▶ TEXTAUSZUG:
────

Schlaffer liefert also keine Aufklärung über oder Erklärung von Lyrik, sondern treibt eine Mythenbildung voran, die sich wunderbar in die Rückzugsgefechte der Literaturwissenschaft einbettet. Besser das Gute, Alte, Archaische genießen, als sich auf die Zumutungen neuerer Hochschulstrukturreformen oder neuerer Textformen einzulassen. Irgendwie wird man doch aus der Germanistik wieder das Orchideenfach machen können, das es früher einmal war.

────

▶ AUFGABENSTELLUNG:
Greife den Textauszug über Schlaffer und die Lyrik nach seinem letzten Satz auf und schreibe ihn weiter. Die Einträge werden hierfür nicht gebraucht.

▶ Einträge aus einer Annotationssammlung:
────

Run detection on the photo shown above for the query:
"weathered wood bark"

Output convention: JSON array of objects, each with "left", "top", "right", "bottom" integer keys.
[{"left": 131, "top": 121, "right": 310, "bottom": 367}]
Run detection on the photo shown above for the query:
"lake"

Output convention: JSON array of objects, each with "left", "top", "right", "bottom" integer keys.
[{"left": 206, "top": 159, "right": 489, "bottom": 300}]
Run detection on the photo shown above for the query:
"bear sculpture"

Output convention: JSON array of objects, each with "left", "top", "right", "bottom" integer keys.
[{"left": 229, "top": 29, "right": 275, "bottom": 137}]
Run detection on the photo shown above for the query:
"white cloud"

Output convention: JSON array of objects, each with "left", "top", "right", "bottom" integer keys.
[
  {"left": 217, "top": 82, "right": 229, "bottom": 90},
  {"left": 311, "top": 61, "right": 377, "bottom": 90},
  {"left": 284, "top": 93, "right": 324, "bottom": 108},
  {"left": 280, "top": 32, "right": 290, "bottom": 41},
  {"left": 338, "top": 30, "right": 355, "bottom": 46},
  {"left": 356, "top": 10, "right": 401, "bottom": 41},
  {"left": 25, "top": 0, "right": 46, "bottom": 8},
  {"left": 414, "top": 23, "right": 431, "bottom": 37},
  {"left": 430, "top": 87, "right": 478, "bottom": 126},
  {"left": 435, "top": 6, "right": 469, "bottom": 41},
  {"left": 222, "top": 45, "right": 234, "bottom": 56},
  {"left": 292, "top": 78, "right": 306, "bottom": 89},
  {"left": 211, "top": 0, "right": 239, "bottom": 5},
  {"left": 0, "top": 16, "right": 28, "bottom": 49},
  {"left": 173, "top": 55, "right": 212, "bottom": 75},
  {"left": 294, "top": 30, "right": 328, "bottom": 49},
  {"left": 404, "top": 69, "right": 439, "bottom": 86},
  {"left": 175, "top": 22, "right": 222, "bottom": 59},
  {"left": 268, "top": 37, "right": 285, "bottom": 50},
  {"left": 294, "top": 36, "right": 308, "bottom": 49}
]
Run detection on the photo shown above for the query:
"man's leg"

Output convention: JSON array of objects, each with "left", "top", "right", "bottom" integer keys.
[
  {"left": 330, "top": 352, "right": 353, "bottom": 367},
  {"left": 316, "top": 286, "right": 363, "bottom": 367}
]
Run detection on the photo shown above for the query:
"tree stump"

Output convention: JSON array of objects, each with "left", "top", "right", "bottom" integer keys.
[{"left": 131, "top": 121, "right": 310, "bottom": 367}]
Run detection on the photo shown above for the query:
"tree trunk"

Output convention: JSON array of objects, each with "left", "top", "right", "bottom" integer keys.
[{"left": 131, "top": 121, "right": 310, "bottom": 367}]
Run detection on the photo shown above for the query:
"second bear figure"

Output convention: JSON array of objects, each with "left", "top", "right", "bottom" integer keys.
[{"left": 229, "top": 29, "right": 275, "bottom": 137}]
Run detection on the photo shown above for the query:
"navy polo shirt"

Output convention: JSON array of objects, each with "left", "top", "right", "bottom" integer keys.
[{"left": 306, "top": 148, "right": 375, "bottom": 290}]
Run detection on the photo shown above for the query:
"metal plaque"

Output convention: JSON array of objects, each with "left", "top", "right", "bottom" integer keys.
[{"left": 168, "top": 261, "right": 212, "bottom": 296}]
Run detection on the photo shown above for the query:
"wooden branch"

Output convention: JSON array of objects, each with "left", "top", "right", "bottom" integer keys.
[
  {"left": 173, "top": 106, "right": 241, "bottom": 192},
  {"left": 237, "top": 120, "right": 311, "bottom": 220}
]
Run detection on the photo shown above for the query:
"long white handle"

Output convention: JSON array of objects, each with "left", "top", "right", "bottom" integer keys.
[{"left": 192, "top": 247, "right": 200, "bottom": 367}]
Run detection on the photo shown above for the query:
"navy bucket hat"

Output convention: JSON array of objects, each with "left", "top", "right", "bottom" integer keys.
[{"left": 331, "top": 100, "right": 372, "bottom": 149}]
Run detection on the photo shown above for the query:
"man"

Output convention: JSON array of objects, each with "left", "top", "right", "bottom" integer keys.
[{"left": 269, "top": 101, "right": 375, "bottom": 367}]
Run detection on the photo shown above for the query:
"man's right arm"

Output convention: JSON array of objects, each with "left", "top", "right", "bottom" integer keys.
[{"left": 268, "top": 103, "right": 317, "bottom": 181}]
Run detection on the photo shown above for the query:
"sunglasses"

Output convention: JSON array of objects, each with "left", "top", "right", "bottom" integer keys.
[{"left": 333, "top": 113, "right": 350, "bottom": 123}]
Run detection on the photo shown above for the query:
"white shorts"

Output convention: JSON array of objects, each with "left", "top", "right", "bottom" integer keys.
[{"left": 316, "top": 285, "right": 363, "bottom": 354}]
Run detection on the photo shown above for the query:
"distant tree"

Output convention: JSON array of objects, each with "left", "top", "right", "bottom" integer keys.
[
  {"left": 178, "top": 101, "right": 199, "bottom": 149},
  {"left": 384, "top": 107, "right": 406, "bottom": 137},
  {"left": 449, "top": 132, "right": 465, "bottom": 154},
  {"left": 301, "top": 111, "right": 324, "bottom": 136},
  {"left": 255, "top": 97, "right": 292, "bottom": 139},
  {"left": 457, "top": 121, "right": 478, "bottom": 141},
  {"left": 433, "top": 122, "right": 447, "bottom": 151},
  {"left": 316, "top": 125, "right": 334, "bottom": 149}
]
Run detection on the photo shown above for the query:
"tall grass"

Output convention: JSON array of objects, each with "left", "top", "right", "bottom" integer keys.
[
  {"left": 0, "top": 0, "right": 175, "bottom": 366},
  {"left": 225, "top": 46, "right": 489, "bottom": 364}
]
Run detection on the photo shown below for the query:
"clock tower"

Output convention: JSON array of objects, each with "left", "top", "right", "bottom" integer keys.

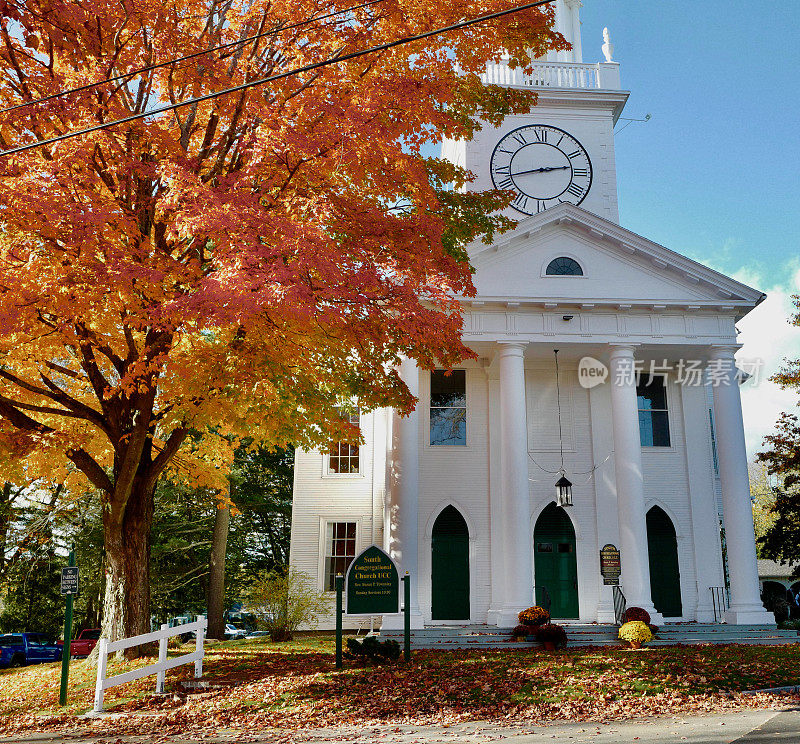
[{"left": 442, "top": 0, "right": 629, "bottom": 222}]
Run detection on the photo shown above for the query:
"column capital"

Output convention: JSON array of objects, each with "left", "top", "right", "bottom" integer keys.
[
  {"left": 608, "top": 343, "right": 640, "bottom": 359},
  {"left": 497, "top": 341, "right": 528, "bottom": 356}
]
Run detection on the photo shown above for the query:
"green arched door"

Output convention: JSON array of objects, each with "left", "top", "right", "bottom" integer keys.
[
  {"left": 431, "top": 506, "right": 469, "bottom": 620},
  {"left": 647, "top": 506, "right": 683, "bottom": 617},
  {"left": 533, "top": 504, "right": 578, "bottom": 618}
]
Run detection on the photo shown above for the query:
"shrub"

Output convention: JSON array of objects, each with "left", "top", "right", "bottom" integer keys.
[
  {"left": 511, "top": 625, "right": 536, "bottom": 638},
  {"left": 622, "top": 607, "right": 650, "bottom": 625},
  {"left": 618, "top": 620, "right": 653, "bottom": 644},
  {"left": 247, "top": 570, "right": 330, "bottom": 641},
  {"left": 518, "top": 606, "right": 550, "bottom": 627},
  {"left": 536, "top": 623, "right": 567, "bottom": 648},
  {"left": 347, "top": 636, "right": 400, "bottom": 661}
]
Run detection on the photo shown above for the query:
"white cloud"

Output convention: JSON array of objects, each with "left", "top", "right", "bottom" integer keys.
[{"left": 733, "top": 261, "right": 800, "bottom": 458}]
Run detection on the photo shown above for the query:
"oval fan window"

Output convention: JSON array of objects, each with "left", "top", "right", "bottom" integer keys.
[{"left": 545, "top": 256, "right": 583, "bottom": 276}]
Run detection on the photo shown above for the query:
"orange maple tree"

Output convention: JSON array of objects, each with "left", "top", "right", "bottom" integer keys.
[{"left": 0, "top": 0, "right": 566, "bottom": 639}]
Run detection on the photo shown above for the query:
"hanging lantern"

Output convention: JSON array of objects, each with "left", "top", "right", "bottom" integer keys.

────

▶ RICHTIGE ANTWORT:
Dabei, wie Schlaffer seine kleine Lyrik-Urgeschichte erzählt, das ist wunderbar, das ist gekonnt und wird jeden Lyrikliebhaber verzücken und auch so manchen Hochschulkollegen begeistern. Gelehrt und belesen, sein Material geflissentlich sortierend, dabei den gediegenen deiktischen Stil pflegend, der Widerspruch nicht duldet – das ist gehobene Kathederkunst der neuen Façon. Aber leider völlig unbrauchbar, denn es erklärt nichts.

Titelbild

Heinz Schlaffer: Geistersprache. Zweck und Mittel der Lyrik.
Carl Hanser Verlag, München 2012.
204 Seiten, 18,90 EUR.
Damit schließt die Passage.